__Data provided__
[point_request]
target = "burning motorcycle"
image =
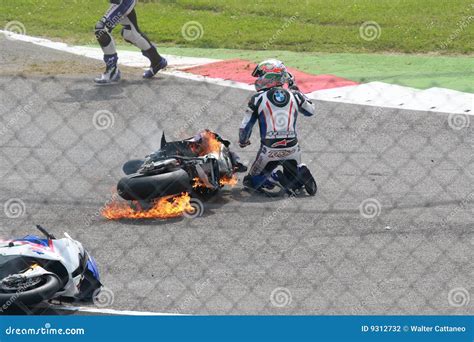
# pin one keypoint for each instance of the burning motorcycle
(170, 181)
(35, 269)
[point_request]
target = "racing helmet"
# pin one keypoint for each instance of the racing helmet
(270, 73)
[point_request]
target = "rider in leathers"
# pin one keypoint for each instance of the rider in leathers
(123, 12)
(276, 109)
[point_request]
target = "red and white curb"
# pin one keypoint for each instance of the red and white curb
(379, 94)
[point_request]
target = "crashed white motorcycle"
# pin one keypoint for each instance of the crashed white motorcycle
(34, 269)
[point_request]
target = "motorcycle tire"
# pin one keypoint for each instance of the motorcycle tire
(49, 285)
(89, 287)
(308, 181)
(132, 166)
(139, 187)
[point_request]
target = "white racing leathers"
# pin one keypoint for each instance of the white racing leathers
(276, 111)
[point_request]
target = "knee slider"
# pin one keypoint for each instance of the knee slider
(102, 33)
(129, 35)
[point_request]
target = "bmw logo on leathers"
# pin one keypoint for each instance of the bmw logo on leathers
(279, 97)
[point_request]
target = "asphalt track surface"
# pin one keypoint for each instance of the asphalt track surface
(329, 258)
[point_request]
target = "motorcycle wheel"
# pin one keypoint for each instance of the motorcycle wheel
(30, 292)
(88, 287)
(308, 181)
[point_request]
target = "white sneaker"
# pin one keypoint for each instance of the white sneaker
(111, 75)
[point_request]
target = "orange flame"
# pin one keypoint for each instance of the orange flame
(163, 208)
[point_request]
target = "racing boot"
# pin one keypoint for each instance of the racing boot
(307, 180)
(112, 72)
(157, 62)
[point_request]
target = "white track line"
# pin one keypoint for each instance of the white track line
(108, 311)
(377, 94)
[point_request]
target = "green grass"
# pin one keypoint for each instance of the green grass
(418, 71)
(407, 26)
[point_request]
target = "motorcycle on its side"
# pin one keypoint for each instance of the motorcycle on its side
(34, 269)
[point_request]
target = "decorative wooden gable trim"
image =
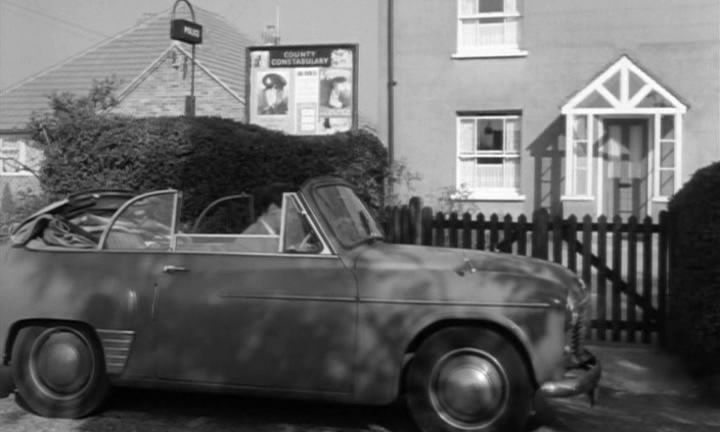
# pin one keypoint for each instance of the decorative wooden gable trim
(624, 88)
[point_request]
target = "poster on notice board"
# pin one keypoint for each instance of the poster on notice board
(303, 90)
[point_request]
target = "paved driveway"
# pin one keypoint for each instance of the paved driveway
(642, 391)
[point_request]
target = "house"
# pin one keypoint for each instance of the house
(153, 74)
(580, 107)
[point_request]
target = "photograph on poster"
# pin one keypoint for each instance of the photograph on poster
(331, 125)
(260, 59)
(273, 93)
(336, 88)
(341, 58)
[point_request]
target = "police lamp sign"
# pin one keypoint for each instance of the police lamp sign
(303, 90)
(186, 31)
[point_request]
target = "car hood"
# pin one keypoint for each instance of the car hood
(419, 273)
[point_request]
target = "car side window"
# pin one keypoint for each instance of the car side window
(146, 223)
(298, 235)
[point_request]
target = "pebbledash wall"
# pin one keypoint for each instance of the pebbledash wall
(564, 45)
(161, 91)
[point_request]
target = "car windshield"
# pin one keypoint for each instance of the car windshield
(347, 216)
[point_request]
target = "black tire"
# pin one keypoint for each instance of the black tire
(440, 391)
(51, 389)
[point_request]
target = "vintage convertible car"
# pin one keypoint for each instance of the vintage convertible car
(108, 288)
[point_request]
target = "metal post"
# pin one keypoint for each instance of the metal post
(192, 36)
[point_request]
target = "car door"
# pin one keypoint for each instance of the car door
(233, 312)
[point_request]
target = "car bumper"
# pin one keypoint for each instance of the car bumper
(582, 376)
(6, 384)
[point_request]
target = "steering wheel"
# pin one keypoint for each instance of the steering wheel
(309, 243)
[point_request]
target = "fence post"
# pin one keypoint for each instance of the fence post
(602, 316)
(416, 206)
(522, 235)
(617, 277)
(494, 232)
(439, 229)
(453, 221)
(540, 238)
(480, 239)
(664, 275)
(572, 243)
(405, 225)
(467, 231)
(631, 314)
(647, 278)
(426, 226)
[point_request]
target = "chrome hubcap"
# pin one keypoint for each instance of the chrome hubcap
(61, 363)
(468, 388)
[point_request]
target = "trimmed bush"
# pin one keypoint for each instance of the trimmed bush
(206, 158)
(694, 303)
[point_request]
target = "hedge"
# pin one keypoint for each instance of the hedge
(694, 303)
(206, 158)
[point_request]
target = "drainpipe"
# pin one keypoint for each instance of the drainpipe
(390, 85)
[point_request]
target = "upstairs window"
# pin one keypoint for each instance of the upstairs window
(489, 155)
(13, 158)
(488, 27)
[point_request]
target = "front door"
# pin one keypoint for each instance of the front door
(625, 157)
(231, 311)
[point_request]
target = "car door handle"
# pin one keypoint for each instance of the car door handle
(175, 269)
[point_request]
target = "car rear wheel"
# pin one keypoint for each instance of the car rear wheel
(59, 371)
(469, 379)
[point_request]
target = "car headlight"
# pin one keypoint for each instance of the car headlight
(576, 304)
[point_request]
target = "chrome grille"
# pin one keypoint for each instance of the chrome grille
(576, 335)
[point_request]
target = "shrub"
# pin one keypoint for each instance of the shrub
(14, 210)
(694, 300)
(206, 158)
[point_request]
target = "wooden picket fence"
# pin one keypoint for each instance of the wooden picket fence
(623, 262)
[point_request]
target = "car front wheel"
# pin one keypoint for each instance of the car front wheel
(468, 379)
(59, 371)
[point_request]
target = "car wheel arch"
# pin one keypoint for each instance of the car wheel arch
(428, 330)
(41, 322)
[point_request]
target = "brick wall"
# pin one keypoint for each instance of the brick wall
(162, 92)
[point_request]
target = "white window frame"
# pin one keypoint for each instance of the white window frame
(511, 16)
(659, 169)
(572, 190)
(21, 158)
(470, 192)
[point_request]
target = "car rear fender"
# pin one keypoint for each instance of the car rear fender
(509, 331)
(39, 322)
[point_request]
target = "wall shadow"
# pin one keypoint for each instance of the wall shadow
(548, 158)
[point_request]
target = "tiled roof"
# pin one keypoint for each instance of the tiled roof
(126, 56)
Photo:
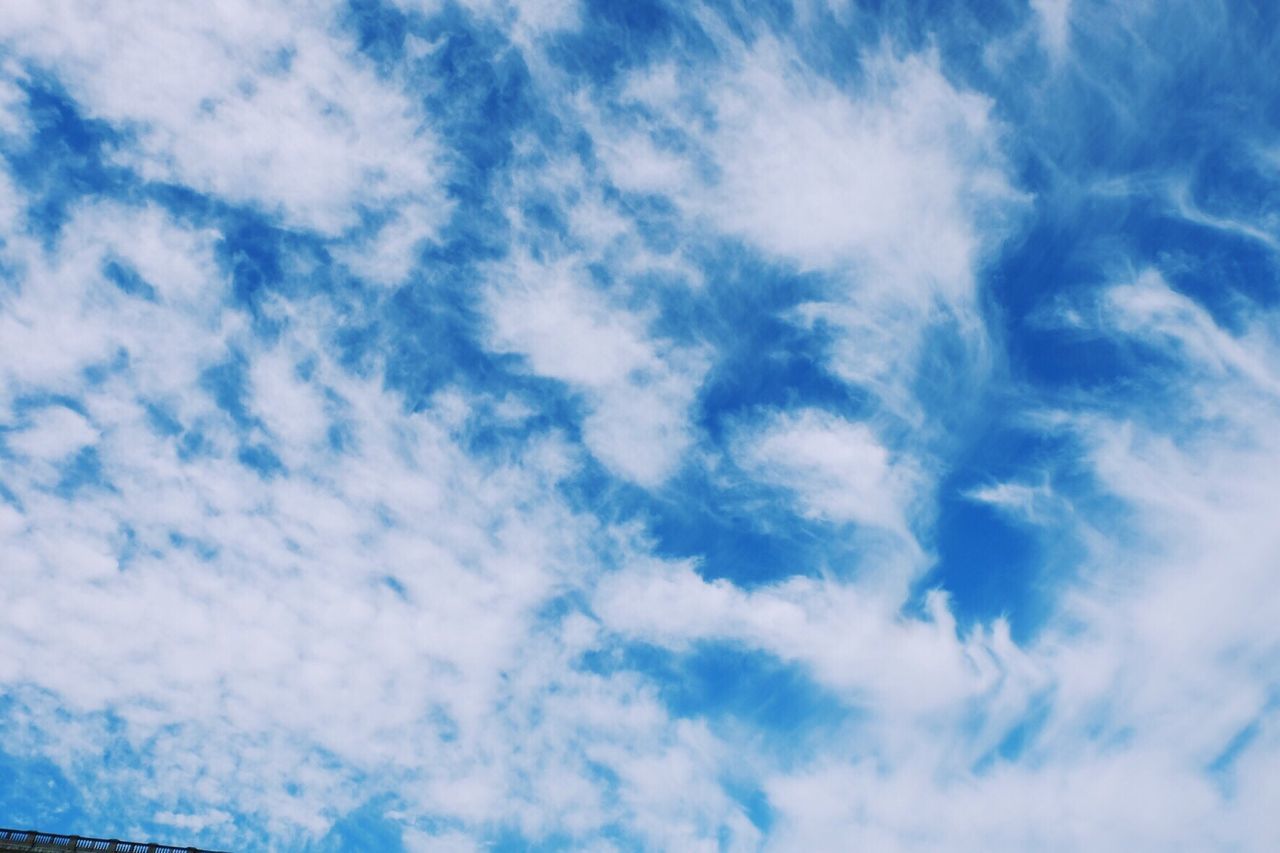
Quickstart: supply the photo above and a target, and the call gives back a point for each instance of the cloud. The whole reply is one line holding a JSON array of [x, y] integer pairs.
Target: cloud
[[638, 511], [256, 103], [639, 388]]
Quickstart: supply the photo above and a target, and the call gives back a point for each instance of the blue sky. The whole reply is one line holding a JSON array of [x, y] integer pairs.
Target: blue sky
[[636, 425]]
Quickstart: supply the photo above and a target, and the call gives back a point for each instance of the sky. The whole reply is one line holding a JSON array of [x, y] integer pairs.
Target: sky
[[574, 424]]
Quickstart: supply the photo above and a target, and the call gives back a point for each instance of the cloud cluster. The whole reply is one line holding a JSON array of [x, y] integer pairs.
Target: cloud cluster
[[443, 427]]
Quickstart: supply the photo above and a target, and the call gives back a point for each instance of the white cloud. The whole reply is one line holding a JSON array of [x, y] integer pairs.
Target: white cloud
[[639, 388], [261, 104], [837, 468]]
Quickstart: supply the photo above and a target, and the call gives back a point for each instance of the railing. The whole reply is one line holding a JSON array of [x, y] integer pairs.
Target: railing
[[36, 842]]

__Description of the task__
After dropping every picture, transcribe each entry exactly.

__Reply to the task__
[point_request]
target = "burning motorcycle"
image =
# pin one keypoint for each instance of the burning motorcycle
(170, 181)
(35, 269)
[point_request]
target = "racing helmet"
# pin one keypoint for each instance of the racing helmet
(270, 73)
[point_request]
target = "rider in leathers"
# pin one keypoint for each instance of the rider in leathers
(123, 12)
(276, 109)
[point_request]
target = "red and white curb"
# pin one keypoint for each instance of the red and white curb
(379, 94)
[point_request]
target = "crashed white motorcycle"
# pin one keypoint for each instance of the crashed white motorcycle
(34, 269)
[point_request]
target = "motorcycle tire"
# pin one keypoint for each instance of the motorcycle tire
(49, 285)
(89, 287)
(308, 181)
(132, 166)
(139, 187)
[point_request]
target = "white racing leathers"
# pin one keypoint for each instance of the white racing leathers
(276, 111)
[point_request]
target = "knee slider"
# pin one keypoint for each instance of the knee slider
(102, 33)
(129, 35)
[point_request]
target = "bmw logo on leathers"
# pin one keypoint for each instance of the bmw logo on leathers
(279, 97)
[point_request]
target = "asphalt track surface"
# pin one keypoint for each instance of the asphalt track surface
(329, 258)
[point_request]
target = "motorcycle wheel"
# pin one keypoint for each instance of the motorcycle wheel
(30, 292)
(88, 287)
(308, 181)
[point_request]
target = "white sneaker"
# pin one keypoint for each instance of the white sneaker
(111, 75)
[point_request]
target = "orange flame"
# pin one keypoint for each instance of the orange flame
(163, 208)
[point_request]
target = "racing boot"
# pin one keypoint for each instance of the racing boot
(307, 180)
(112, 72)
(157, 62)
[point_request]
target = "white track line"
# pin one keypoint for each instance of the white track line
(108, 311)
(377, 94)
[point_request]
target = "green grass"
# pin one keypoint for each instance of the green grass
(418, 71)
(407, 26)
[point_request]
target = "motorcycle on its side"
# pin one keypoint for each instance of the motorcycle on its side
(34, 269)
[point_request]
target = "decorative wooden gable trim"
image =
# pin one keypoint for each instance of the decorative wooden gable trim
(624, 88)
[point_request]
target = "poster on notice board"
# pin one keypoint for each instance of the poster on notice board
(303, 90)
[point_request]
target = "paved driveway"
# pin one keypoint for each instance of the paved driveway
(642, 391)
[point_request]
target = "house"
# pin one keypoint for each instance of the house
(153, 74)
(580, 107)
[point_request]
target = "photograph on poster"
# pin one keypoint for each instance of the photograph on poster
(331, 125)
(260, 59)
(273, 93)
(336, 88)
(341, 58)
[point_request]
target = "police lamp sign"
# pin one keypoint for each instance of the police lamp sign
(303, 90)
(186, 31)
[point_request]
target = "car hood"
# pin one keypoint for each instance of the car hood
(419, 273)
[point_request]
target = "car side window"
# pin one keypoint for each instance of the car side window
(146, 223)
(298, 235)
[point_request]
target = "pebbledash wall"
# pin one keypoint for each instance of the pebbledash wall
(564, 45)
(161, 91)
[point_request]
target = "car windshield"
# pin one keypoint for each instance of the car windshield
(347, 216)
[point_request]
target = "black tire"
# pin one keypoint for each instance of the black tire
(440, 391)
(51, 389)
[point_request]
target = "vintage convertible car"
# pin one keypoint for each instance of the vintage convertible car
(108, 288)
[point_request]
target = "metal post"
# pin one keypoint for each instance of the metal post
(192, 36)
[point_request]
target = "car door"
# pin one keypoint for each instance of the car door
(233, 312)
[point_request]
target = "car bumper"
# pin one keypoint for each instance of the car bumper
(582, 376)
(6, 384)
[point_request]
target = "steering wheel"
# pin one keypoint for each instance of the steering wheel
(309, 243)
[point_request]
target = "fence post"
# pin one keypoint for each instance of the fence post
(602, 316)
(416, 206)
(522, 235)
(617, 277)
(494, 232)
(439, 229)
(453, 221)
(540, 238)
(480, 239)
(664, 275)
(572, 243)
(405, 225)
(467, 231)
(631, 314)
(647, 278)
(426, 226)
[point_request]
target = "chrome hubcap"
# pin one keypoint for each instance of the chrome hubcap
(61, 363)
(468, 388)
[point_request]
target = "trimmed bush"
# pin one keypoint for each instance of the trimmed bush
(206, 158)
(694, 303)
[point_request]
target = "hedge"
# pin one keypoint for each instance of the hedge
(694, 303)
(206, 158)
[point_request]
target = "drainpipe"
# pin one keypoint for each instance of the drainpipe
(390, 85)
[point_request]
target = "upstairs window"
# pin one keypoint for each instance of the upstairs window
(489, 155)
(13, 158)
(488, 27)
[point_request]
target = "front door"
# pin one keypoint for each instance of the front door
(625, 157)
(231, 311)
[point_request]
target = "car door handle"
# pin one keypoint for each instance of the car door handle
(175, 269)
[point_request]
target = "car rear wheel"
# pin one keypoint for each instance of the car rear wheel
(59, 371)
(469, 379)
[point_request]
target = "car headlight"
# pin one keypoint for each instance of the car headlight
(576, 304)
[point_request]
target = "chrome grille"
# pin one keypoint for each instance of the chrome grille
(576, 335)
[point_request]
target = "shrub"
# pin one keypoint for each instance of the shrub
(14, 210)
(694, 300)
(206, 158)
[point_request]
target = "wooden picket fence"
# pin one keypoint for each instance of the wooden picket fence
(623, 262)
[point_request]
target = "car front wheel"
# pin one keypoint for each instance of the car front wheel
(468, 379)
(59, 371)
[point_request]
target = "car wheel arch"
# pin one keypoint for each instance of the car wheel arch
(428, 330)
(41, 322)
[point_request]
target = "brick wall"
# pin one keypoint for each instance of the brick wall
(162, 92)
[point_request]
target = "white window frame"
# pin one keypoint for each instance of the white window frame
(511, 16)
(659, 169)
(572, 190)
(21, 158)
(470, 192)
[point_request]
target = "car rear fender"
# pin one keypoint for each instance of the car rear fender
(509, 331)
(39, 322)
[point_request]
target = "wall shadow"
# pin one keypoint for each instance of the wall shadow
(548, 158)
[point_request]
target = "tiled roof"
# pin one keypoint for each instance of the tiled roof
(126, 56)
Photo:
Quickstart: supply the photo above and a target, and the call gives back a point for each instance of the cloud. The whole reply is one line holding a JSON array of [x, y] integer pairs.
Target: cloud
[[638, 511], [256, 103], [639, 388]]
Quickstart: supply the photo above and a target, and the call gives back a point for each instance of the blue sky. The whole reply is one line holding a JSON array of [x, y] integer pairs.
Target: blue sky
[[636, 425]]
Quickstart: supply the photo above and a target, and the call gives back a point for each instance of the sky. The whole reply is one line holding a JSON array of [x, y] integer pairs.
Target: sky
[[574, 424]]
Quickstart: supply the photo above and a target, and the call gives back a point for each instance of the cloud cluster. The whole reply is one line holding a JSON array of [x, y] integer pairs.
Target: cloud cluster
[[443, 427]]
Quickstart: supply the photo above and a target, and the call gives back a point for each instance of the white cloud. The whole reply is one line holding a JSON array of [x, y] integer pairs.
Target: white cloud
[[639, 388], [261, 104], [837, 468]]
Quickstart: supply the photo above and a target, and the call gives back a point for each instance of the railing. The whole reply is one line holding a JSON array of [x, y] integer pairs.
Target: railing
[[36, 842]]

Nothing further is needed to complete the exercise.